**** Dataset content
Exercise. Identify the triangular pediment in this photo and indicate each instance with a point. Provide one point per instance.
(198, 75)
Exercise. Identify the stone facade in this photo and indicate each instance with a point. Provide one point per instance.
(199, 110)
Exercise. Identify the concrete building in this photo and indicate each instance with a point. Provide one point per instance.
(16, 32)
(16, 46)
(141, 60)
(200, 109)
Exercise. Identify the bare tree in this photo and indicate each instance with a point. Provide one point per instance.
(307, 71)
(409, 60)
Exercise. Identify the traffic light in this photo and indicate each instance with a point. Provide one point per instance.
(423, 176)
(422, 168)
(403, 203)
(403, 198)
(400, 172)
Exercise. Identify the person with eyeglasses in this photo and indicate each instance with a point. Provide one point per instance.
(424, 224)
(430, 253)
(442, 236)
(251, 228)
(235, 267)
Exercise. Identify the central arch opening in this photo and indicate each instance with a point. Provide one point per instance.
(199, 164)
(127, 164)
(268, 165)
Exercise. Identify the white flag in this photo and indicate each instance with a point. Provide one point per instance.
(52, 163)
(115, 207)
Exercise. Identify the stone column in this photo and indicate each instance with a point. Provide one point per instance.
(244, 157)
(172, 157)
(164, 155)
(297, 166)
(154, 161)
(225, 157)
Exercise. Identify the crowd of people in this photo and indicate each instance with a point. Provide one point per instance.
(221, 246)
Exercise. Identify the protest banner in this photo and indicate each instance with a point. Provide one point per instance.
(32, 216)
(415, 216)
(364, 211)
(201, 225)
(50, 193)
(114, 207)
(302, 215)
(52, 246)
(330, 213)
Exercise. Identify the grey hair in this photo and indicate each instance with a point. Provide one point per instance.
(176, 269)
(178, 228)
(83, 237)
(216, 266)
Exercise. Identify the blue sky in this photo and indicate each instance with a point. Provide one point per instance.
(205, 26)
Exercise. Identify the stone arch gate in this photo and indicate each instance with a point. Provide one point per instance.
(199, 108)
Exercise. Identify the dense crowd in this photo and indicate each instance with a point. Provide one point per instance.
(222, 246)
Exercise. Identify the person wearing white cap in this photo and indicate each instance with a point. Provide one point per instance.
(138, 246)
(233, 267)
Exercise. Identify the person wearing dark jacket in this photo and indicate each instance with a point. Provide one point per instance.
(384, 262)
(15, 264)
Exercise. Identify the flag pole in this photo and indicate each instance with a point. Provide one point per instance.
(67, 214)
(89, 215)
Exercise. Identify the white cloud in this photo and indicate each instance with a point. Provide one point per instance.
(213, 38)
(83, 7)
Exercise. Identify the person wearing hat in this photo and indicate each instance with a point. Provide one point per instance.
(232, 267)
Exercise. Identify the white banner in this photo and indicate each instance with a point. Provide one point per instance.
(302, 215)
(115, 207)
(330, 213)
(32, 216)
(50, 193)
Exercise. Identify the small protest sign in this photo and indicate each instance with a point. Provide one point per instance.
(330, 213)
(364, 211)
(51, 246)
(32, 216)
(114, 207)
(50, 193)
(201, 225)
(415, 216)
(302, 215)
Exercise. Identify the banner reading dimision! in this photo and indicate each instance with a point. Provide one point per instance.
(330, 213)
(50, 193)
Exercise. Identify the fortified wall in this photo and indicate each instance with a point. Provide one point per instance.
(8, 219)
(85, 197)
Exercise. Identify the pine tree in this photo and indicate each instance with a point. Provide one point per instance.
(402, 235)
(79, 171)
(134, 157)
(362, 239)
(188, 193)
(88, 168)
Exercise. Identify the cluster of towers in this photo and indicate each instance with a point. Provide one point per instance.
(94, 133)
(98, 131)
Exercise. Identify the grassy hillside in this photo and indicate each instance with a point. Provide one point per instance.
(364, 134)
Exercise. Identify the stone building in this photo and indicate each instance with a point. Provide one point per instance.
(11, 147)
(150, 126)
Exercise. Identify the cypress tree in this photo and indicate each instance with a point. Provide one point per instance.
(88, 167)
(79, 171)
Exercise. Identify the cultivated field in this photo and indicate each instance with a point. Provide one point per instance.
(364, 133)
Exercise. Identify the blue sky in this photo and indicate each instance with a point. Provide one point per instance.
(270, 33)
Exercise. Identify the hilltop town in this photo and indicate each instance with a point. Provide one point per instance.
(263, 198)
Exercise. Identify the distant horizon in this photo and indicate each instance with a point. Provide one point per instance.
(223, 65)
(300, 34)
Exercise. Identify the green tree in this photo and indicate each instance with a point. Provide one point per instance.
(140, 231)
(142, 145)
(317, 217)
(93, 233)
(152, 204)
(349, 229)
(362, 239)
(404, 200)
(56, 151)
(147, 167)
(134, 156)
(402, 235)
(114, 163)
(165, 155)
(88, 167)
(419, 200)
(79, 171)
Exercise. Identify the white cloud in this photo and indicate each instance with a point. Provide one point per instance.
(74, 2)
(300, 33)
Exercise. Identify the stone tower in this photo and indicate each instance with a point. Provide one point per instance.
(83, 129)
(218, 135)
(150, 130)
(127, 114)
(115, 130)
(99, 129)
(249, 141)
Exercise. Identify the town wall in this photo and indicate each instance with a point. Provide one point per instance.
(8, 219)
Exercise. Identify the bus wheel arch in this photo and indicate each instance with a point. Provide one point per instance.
********
Write out the complete material a second time, matching it exactly.

Exercise. Identify the triangular pediment in this photo and indicate each instance with a point. Provide one point per instance.
(198, 75)
Exercise. Identify the stone facade in this photo and indicate each instance with a point. Provide one point per instance.
(199, 110)
Exercise. Identify the concrete building in this photo and indicate each instance with a point. Provide one point per instance.
(16, 32)
(16, 46)
(141, 60)
(200, 109)
Exercise. Identify the bare tree in this photo and indicate each instance with a point. Provide one point per instance.
(307, 71)
(409, 60)
Exercise. Identify the traffic light in this photo and indicate each instance with a point. Provide one point per instance.
(423, 176)
(422, 168)
(403, 203)
(403, 198)
(400, 172)
Exercise. Identify the person with eyeglasses in this photo and indicate each instance with a point. Provide one point per instance.
(424, 224)
(430, 253)
(442, 236)
(251, 228)
(235, 267)
Exercise. Identify the central arch opening in this photo and indicate each instance with a point. Provide one point per instance.
(199, 164)
(127, 164)
(268, 165)
Exercise. Identify the white flag in this photo and indicate each instance with a point. Provide one point per instance.
(52, 163)
(115, 207)
Exercise. Identify the stone column in this photo and indicate each instance with a point. Provide one point per instance.
(244, 157)
(172, 157)
(164, 155)
(297, 166)
(154, 161)
(225, 157)
Exercise. Identify the crowd of people in this photo and indicate each instance with a point. Provide one point per instance.
(221, 246)
Exercise. Identify the protest banner in this photo and indicate each instance with a point. Provide one point per instance.
(32, 216)
(415, 216)
(364, 211)
(201, 225)
(50, 193)
(114, 207)
(302, 215)
(52, 246)
(330, 213)
Exercise. Identify the grey hair in this photo and indicate each instance with a point. Provide one point per instance.
(176, 269)
(178, 228)
(83, 237)
(216, 266)
Exercise. Identify the blue sky in this photo and indicate each instance with a point. Provide one point per instance.
(205, 26)
Exercise. Identify the stone arch gate in this photo and indicate each instance with a point. Provide one point per instance.
(199, 108)
Exercise. Identify the dense crowd in this photo and indicate each instance with a point. Provide one point per instance.
(222, 246)
Exercise. Identify the person wearing white cap in this photo and indicate each instance with a point. Provide one point per instance.
(138, 246)
(233, 267)
Exercise. Identify the person wearing dark jacket in this photo and indicate each instance with a point. Provide one point per instance.
(384, 262)
(15, 264)
Exercise. Identify the flag pole in this photo and indicate each instance with a point. Provide one point per instance.
(67, 214)
(89, 215)
Exercise. Identify the white cloud in this photo and indicate each instance with a point. Provide one point per instance.
(213, 38)
(83, 7)
Exercise. Identify the person wearing hat in this photo and indicate each instance with a point. Provide one point per instance.
(232, 267)
Exercise. Identify the white banner in this photo and indicate each instance with a point. Provide one point per instance.
(302, 215)
(115, 207)
(330, 213)
(32, 216)
(50, 193)
Exercise. Identify the small protest sign in this photo and indicate each instance with a point. Provide one point per instance.
(330, 213)
(364, 211)
(51, 246)
(32, 216)
(114, 207)
(50, 193)
(201, 225)
(415, 216)
(302, 215)
Exercise. Identify the banner reading dimision! in this photo and indicate each instance with a point. Provide one point per instance.
(330, 213)
(50, 193)
Exercise. Identify the fortified wall in this photo and indicate each instance with a point. Provide one point per instance.
(8, 219)
(85, 197)
Exercise. Identify the pine tree in this photo and indicate each instance with a point. Provide one point per instance.
(402, 235)
(79, 171)
(134, 157)
(362, 239)
(188, 193)
(88, 168)
Exercise. Identify the cluster of towers in this photo and indicate each instance with a point. Provide one point per instance.
(94, 133)
(98, 131)
Exercise. Identify the grassy hillside in this photo and indicate each instance with a point. Provide one point per instance.
(364, 134)
Exercise. Identify the stone building in this photo and indicate each instance with a point. Provide one point per instance.
(11, 147)
(150, 126)
Exercise. Identify the cypress tree in this photo and indicate each instance with a point. Provide one point per instance.
(88, 167)
(79, 171)
Exercise. Identify the cultivated field in this photo and indicate each instance with a point. Provide one point per instance.
(364, 133)
Exercise. Identify the blue sky in this photo and indicate each instance with a point. Provide one point per instance.
(270, 33)
Exercise. Identify the hilltop town in this photo and indicate each instance with a point. Provide one point per instance.
(263, 198)
Exercise. Identify the distant horizon in this photo and indicate each instance with a point. Provide one point per instance.
(223, 65)
(300, 34)
Exercise. Identify the green tree in this photo and indicate each instance with a point. Provide one point per instance.
(140, 231)
(142, 145)
(317, 217)
(93, 233)
(152, 204)
(349, 229)
(362, 239)
(404, 200)
(56, 151)
(147, 167)
(134, 156)
(402, 235)
(114, 163)
(165, 155)
(88, 167)
(419, 200)
(79, 171)
Exercise. Identify the white cloud in this photo and indicate each instance with a point. Provide one point per instance.
(74, 2)
(300, 33)
Exercise. Identify the stone tower in this photo and indicate each instance with a point. Provide one point per instance.
(83, 129)
(218, 135)
(150, 130)
(127, 114)
(115, 130)
(99, 129)
(249, 141)
Exercise. Identify the town wall in this photo and indicate each instance with a point. Provide one point per instance.
(8, 219)
Exercise. Identify the bus wheel arch in this photo and indicate each instance with a point. Provide one point per instance.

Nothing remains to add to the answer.